■ Task to carry out
Exactly as given, repeat all of the entries.

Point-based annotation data
========================

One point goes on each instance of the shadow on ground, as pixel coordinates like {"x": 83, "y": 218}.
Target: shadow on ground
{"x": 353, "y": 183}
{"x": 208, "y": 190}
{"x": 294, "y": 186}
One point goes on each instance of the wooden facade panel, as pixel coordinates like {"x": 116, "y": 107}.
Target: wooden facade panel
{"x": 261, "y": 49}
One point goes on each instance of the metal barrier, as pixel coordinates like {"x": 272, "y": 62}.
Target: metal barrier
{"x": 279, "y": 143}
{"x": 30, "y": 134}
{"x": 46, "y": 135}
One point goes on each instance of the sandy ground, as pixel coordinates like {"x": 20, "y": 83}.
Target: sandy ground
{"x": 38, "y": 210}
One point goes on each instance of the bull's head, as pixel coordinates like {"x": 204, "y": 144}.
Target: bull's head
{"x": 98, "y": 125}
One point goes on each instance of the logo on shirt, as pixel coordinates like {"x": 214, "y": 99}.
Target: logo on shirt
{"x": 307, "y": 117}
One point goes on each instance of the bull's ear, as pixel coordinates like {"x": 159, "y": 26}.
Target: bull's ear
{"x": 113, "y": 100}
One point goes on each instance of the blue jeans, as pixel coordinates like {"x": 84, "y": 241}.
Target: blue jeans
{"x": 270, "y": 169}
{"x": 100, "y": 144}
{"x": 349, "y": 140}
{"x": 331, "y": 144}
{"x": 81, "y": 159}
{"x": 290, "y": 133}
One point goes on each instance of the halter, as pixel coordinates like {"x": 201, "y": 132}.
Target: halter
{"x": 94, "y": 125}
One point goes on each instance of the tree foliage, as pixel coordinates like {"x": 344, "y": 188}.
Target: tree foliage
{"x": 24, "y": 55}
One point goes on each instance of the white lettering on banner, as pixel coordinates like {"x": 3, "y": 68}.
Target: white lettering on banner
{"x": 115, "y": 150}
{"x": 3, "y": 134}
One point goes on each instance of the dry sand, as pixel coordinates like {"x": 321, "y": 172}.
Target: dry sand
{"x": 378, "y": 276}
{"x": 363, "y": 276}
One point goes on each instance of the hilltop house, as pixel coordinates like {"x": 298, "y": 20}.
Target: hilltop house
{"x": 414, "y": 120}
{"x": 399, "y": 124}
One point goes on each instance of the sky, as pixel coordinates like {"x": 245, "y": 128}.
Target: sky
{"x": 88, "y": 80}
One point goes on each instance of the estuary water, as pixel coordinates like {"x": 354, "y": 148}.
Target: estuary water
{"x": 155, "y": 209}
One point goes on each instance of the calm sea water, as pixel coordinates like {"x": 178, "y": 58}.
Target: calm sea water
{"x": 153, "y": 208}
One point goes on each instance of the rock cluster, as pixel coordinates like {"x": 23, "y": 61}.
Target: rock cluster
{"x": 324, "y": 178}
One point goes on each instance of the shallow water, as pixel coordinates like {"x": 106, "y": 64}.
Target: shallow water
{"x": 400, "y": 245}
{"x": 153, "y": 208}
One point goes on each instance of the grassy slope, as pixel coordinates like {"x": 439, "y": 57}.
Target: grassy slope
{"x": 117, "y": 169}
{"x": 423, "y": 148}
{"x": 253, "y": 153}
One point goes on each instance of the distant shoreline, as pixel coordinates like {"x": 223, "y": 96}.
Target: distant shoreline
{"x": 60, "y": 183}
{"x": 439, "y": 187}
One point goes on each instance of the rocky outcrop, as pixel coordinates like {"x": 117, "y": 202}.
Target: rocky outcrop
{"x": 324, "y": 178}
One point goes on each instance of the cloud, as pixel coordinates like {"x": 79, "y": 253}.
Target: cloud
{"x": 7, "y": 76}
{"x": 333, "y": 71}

========================

■ Result for this task
One point goes on each instance of the shadow on ground, as pixel coordinates like {"x": 83, "y": 218}.
Target: shadow on ground
{"x": 353, "y": 183}
{"x": 208, "y": 190}
{"x": 294, "y": 186}
One point goes on each instance of the wooden facade panel, as pixel coordinates like {"x": 116, "y": 107}.
Target: wooden facade panel
{"x": 261, "y": 49}
One point goes on each instance of the metal barrier, as pixel coordinates like {"x": 272, "y": 62}.
Target: metal barrier
{"x": 279, "y": 143}
{"x": 30, "y": 134}
{"x": 46, "y": 135}
One point goes on each instance of the sandy ground, as pixel coordinates like {"x": 20, "y": 83}.
Target: sandy ground
{"x": 38, "y": 210}
One point goes on each instance of the bull's head, as pixel coordinates like {"x": 204, "y": 144}.
Target: bull's head
{"x": 98, "y": 125}
One point goes on each instance of the logo on shirt, as pixel coordinates like {"x": 214, "y": 99}.
Target: logo on shirt
{"x": 307, "y": 117}
One point goes on each instance of the bull's ear, as pixel coordinates like {"x": 159, "y": 26}.
Target: bull's ear
{"x": 113, "y": 100}
One point goes on each instance of the blue jeans, as pixel coordinates like {"x": 84, "y": 241}.
Target: blue jeans
{"x": 270, "y": 169}
{"x": 100, "y": 144}
{"x": 349, "y": 140}
{"x": 331, "y": 144}
{"x": 81, "y": 159}
{"x": 290, "y": 133}
One point goes on each instance of the halter, as pixel coordinates like {"x": 201, "y": 132}.
Target: halter
{"x": 94, "y": 125}
One point goes on each instance of the tree foliage, as pixel coordinates like {"x": 344, "y": 188}.
Target: tree foliage
{"x": 24, "y": 55}
One point goes on each instance of the white lettering on banner, as pixel coordinates like {"x": 3, "y": 68}.
Target: white lettering on banner
{"x": 115, "y": 150}
{"x": 3, "y": 134}
One point goes on each instance of the dry sand, as pixel coordinates like {"x": 321, "y": 172}.
Target: dry sand
{"x": 378, "y": 276}
{"x": 363, "y": 276}
One point goes on each instance of the hilltop house, as pixel coordinates like {"x": 298, "y": 20}.
Target: hilltop house
{"x": 414, "y": 120}
{"x": 399, "y": 124}
One point goes on each instance of the sky, as pixel coordinates like {"x": 245, "y": 128}.
Target: sky
{"x": 88, "y": 80}
One point goes on each instance of the estuary water, as pixel coordinates like {"x": 354, "y": 148}.
Target: estuary water
{"x": 155, "y": 209}
One point goes on each instance of the calm sea water, as pixel coordinates like {"x": 178, "y": 58}.
Target: calm sea water
{"x": 153, "y": 208}
One point goes on each instance of the rock cluster, as pixel coordinates like {"x": 23, "y": 61}.
Target: rock cluster
{"x": 324, "y": 178}
One point goes on each instance of the shallow water, as pixel coordinates like {"x": 106, "y": 64}.
Target: shallow water
{"x": 400, "y": 245}
{"x": 153, "y": 208}
One point goes on each instance of the grassy slope, as pixel coordinates like {"x": 439, "y": 57}.
Target: grassy slope
{"x": 117, "y": 169}
{"x": 423, "y": 148}
{"x": 253, "y": 153}
One point goes on each instance of the distant shoreline, as pixel coordinates like {"x": 223, "y": 96}.
Target: distant shoreline
{"x": 60, "y": 183}
{"x": 439, "y": 187}
One point goes on each instance of the rocky outcrop, as pixel coordinates like {"x": 117, "y": 202}.
Target: rocky outcrop
{"x": 324, "y": 178}
One point goes on each instance of the cloud, as pixel coordinates like {"x": 79, "y": 253}.
Target: cloud
{"x": 7, "y": 76}
{"x": 333, "y": 71}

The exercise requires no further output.